**Text excerpt:**
--- Start ---

Tuesday, February 25, 2020

This Week In Comics: 2/26

Another week, another round of new comics. You guys know the drill by now. Although this week is pretty cool because Finger Guns is finally out! Well it will be Wednesday. As per usual: reviews after the jump.

Disclaimer: I received advance copies of all comics featured this week courtesy of their individual publishers.
Opinions are my own.

Finger Guns #1 (Vault Comics)
Justin Richards, Val Halvorson, Rebecca Nalty, Taylor Esposito, Tim Daniel

Two troubled teenagers discover they can manipulate emotions by firing finger guns. There will be laughs. There will be tears. There will be uncomfortable teen feelings and angst. Oh yeah.. And chaos. So much chaos. 

Oh, Finger Guns. What is there to say that I didn't already say in this thousand-word article? An article, I'll remind you, that I wrote three months before the release of the first issue and based entirely on the premise and initial preview pages?

The first issue introduces us to our two main characters and the core concept. Wes lives with his dad who never seems to be home. Wes, among other things, just seems to need a friend. He seems partly sad, but also a bit bored. So when he discovers his powers, his first thought is to have fun.

Then he meets Sadie, another kid who has the same power as he does. The two experiment with their powers together and then form a quick friendship. I like their relationship - every story is only as good as its characters - but I have a feeling something else is going on here.

While I am sure a bit part of this story will be about how these two connect and relate over time, I am also conciously aware of what makes them different. Throughout this first issue and variant covers, Wes is dressed up in warm reds and oranges and  primarily uses the two-finger "anger" ability which also manifests as a red light, however he comes from a calm and quiet life.

Sadie, on the other hand, is dressed in a cool purple and primarily uses the one-finger "relax" ability, which is a blue light. In further contrast to Wes, her home-life is chaotic as her parents seem to be constantly fighting. I don't want to predict anything specific here, but the use of this visual structure is certainly telegraphing something down the line.

--- End ---

**What to work on:**
a - From the Finger Guns review, reproduce the passage that begins at the words "While I am sure" and stops after the words "and quiet life.".
b - Render this sentence from the Finger Guns review in Spanish: "Then he meets Sadie, another kid who has the same power as he does."
c - According to the Finger Guns review, what color is the light of the one-finger "relax" ability?

**Data:**
--- Start ---

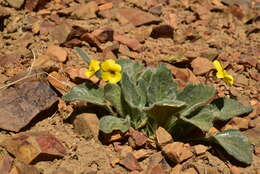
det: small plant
[63,48,252,164]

--- End ---

**Expected answers:**
a -
While I am sure a bit part of this story will be about how these two connect and relate over time, I am also conciously aware of what makes them different. Throughout this first issue and variant covers, Wes is dressed up in warm reds and oranges and  primarily uses the two-finger "anger" ability which also manifests as a red light, however he comes from a calm and quiet life.

b - Luego conoce a Sadie, otra chica que tiene el mismo poder que él.

c - It is a blue light.